• Document passage
▽

Live album by Buena Vista Social Club
- Released: October 13, 2008
- Recorded: July 1, 1998
- Genres: Son cubano; bolero; descarga; danzón; guajira; criolla;
- Length: 77:01
- Labels: World Circuit; Nonesuch;
- Producer: Ry Cooder

Buena Vista Social Club chronology
| Buena Vista Social Club (1997) | Buena Vista Social Club at Carnegie Hall (2008) | Lost and Found (2015) |

= Buena Vista Social Club at Carnegie Hall =

Buena Vista Social Club at Carnegie Hall is a live album by Buena Vista Social Club. The double album documents the band's complete performance at Carnegie Hall, New York City, on July 1, 1998. The album was produced by guitarist Ry Cooder and released ten years after its recording, on October 13, 2008, through World Circuit.

△

• Direction 1
Print the album entry word for word, starting with "Buena Vista Social Club chronology" and going on through "through World Circuit.".
• Direction 2
According to the album entry, on what date did the band perform the Carnegie Hall concert that the album documents?

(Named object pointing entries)
▽

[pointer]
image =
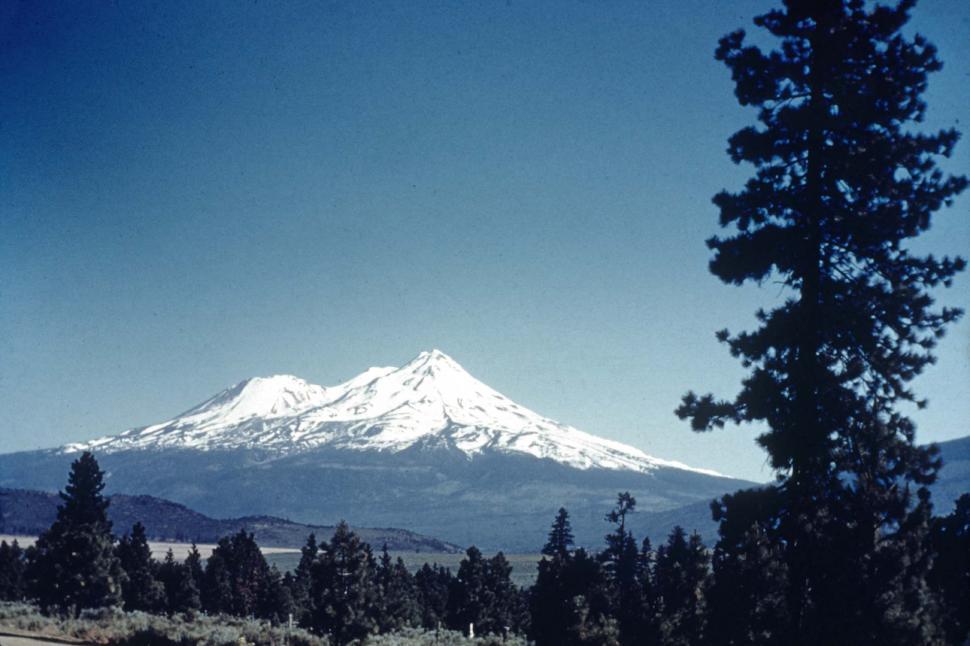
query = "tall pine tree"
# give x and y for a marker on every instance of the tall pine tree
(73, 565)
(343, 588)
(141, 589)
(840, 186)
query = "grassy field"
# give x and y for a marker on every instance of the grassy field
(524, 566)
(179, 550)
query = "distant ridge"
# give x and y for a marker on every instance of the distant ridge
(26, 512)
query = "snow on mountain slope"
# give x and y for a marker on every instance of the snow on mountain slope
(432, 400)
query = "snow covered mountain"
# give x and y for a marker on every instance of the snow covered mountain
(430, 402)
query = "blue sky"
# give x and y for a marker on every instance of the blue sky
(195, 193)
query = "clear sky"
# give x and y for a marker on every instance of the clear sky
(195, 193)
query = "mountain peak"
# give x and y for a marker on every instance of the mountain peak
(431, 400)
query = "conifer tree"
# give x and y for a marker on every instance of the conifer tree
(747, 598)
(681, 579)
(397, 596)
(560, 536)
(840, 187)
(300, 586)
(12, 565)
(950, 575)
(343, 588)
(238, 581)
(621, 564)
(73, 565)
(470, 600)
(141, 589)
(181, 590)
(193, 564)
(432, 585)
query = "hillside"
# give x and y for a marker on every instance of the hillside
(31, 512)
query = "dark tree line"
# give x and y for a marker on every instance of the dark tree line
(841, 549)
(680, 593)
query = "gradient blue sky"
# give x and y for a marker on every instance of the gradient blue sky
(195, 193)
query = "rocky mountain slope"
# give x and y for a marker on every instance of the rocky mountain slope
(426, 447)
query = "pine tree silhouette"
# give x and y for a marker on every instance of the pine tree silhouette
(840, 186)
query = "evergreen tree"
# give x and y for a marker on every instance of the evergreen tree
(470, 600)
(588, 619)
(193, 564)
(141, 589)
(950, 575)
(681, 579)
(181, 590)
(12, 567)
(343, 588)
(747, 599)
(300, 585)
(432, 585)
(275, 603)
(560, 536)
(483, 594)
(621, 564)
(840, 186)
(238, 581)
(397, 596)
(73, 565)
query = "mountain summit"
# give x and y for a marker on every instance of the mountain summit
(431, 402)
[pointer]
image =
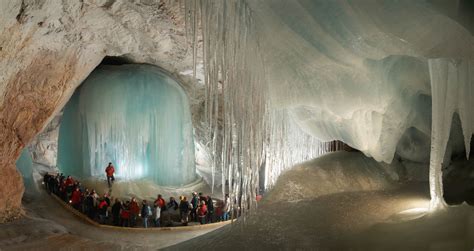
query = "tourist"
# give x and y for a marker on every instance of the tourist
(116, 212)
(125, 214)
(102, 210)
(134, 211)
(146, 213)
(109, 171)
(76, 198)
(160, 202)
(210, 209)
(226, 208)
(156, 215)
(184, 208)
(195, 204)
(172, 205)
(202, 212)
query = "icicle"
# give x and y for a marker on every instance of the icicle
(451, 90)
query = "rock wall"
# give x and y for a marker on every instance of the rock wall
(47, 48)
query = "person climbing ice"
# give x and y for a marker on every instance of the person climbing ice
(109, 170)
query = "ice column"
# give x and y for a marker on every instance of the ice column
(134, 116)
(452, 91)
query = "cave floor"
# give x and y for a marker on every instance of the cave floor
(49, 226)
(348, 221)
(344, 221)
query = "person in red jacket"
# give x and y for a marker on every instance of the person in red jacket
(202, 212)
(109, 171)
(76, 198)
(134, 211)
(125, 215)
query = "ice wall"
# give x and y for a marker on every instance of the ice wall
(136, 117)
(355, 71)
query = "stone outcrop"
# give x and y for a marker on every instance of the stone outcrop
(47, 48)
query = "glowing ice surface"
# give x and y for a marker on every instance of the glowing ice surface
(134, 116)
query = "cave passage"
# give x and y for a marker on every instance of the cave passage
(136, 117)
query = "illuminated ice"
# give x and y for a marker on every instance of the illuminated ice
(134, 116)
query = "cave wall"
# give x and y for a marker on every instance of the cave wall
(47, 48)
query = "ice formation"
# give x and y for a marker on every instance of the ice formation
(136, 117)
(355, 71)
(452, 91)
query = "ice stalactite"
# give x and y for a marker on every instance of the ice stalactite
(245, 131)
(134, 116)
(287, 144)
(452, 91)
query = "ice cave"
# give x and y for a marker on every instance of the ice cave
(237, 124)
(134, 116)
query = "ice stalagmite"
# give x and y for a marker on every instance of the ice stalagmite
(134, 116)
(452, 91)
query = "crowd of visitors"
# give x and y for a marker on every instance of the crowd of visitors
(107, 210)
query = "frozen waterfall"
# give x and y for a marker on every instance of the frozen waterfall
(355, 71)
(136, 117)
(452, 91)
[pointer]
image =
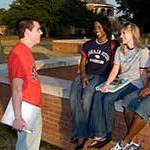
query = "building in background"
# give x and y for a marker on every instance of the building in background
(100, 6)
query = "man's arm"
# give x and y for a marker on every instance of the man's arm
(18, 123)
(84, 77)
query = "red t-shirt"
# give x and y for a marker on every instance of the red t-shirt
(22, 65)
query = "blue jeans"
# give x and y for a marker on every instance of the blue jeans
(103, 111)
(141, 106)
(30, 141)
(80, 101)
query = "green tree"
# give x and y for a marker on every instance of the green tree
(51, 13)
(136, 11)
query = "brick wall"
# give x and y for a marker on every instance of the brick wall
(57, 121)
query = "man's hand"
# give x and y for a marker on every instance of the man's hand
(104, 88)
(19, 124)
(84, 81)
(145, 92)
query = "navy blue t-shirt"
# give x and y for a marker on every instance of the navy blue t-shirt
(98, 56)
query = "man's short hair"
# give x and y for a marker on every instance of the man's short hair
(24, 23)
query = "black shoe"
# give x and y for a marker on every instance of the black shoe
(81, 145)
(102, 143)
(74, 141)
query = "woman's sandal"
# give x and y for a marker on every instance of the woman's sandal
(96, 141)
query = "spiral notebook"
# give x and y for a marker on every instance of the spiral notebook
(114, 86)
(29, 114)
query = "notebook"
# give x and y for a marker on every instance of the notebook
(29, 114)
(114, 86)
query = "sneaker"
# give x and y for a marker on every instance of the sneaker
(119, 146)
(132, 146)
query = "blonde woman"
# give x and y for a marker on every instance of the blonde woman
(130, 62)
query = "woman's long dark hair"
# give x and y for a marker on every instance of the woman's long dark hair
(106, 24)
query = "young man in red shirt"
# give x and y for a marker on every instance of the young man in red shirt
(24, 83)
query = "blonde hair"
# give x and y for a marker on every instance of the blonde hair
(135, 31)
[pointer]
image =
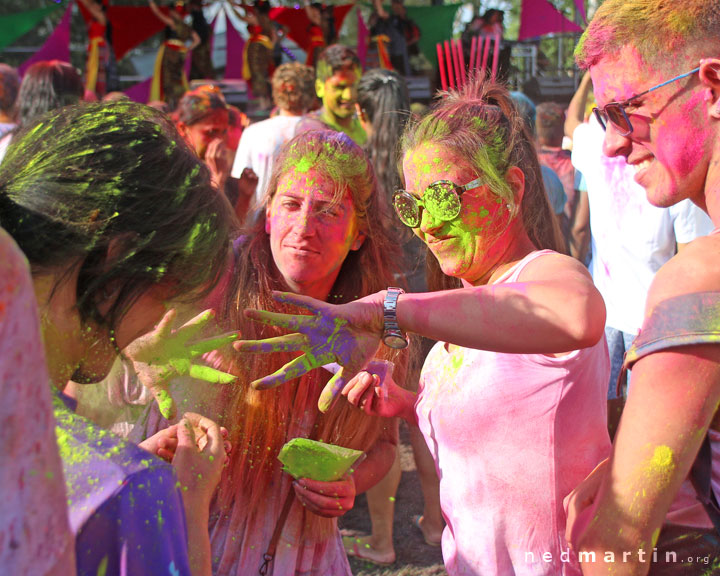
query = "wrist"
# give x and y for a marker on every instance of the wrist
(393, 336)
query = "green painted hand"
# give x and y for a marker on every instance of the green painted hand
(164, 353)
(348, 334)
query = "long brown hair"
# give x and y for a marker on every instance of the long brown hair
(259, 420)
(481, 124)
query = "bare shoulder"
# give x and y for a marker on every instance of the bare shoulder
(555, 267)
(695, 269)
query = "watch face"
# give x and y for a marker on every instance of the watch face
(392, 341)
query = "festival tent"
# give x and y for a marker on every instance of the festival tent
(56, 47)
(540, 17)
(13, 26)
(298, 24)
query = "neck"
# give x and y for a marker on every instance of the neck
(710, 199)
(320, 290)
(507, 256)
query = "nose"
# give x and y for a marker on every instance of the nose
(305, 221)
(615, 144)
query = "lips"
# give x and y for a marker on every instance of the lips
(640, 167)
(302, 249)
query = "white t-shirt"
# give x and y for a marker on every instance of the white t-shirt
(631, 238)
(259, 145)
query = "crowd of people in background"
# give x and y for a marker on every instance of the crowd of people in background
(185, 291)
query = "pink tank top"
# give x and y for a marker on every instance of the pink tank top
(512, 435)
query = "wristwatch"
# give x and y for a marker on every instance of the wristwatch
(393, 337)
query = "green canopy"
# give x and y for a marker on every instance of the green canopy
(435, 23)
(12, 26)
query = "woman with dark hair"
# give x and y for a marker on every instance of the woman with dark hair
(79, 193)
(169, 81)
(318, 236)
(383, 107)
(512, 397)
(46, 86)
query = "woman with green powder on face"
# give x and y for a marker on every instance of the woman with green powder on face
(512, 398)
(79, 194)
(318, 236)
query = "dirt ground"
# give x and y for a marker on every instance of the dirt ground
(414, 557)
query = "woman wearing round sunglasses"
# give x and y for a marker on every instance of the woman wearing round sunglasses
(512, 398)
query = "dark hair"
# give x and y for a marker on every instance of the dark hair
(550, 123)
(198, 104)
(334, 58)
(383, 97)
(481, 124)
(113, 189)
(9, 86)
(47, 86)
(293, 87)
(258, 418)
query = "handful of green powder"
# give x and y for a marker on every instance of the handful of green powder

△

• Written reply 1
Buena Vista Social Club chronology
| Buena Vista Social Club (1997) | Buena Vista Social Club at Carnegie Hall (2008) | Lost and Found (2015) |

= Buena Vista Social Club at Carnegie Hall =

Buena Vista Social Club at Carnegie Hall is a live album by Buena Vista Social Club. The double album documents the band's complete performance at Carnegie Hall, New York City, on July 1, 1998. The album was produced by guitarist Ry Cooder and released ten years after its recording, on October 13, 2008, through World Circuit.

• Written reply 2
July 1, 1998.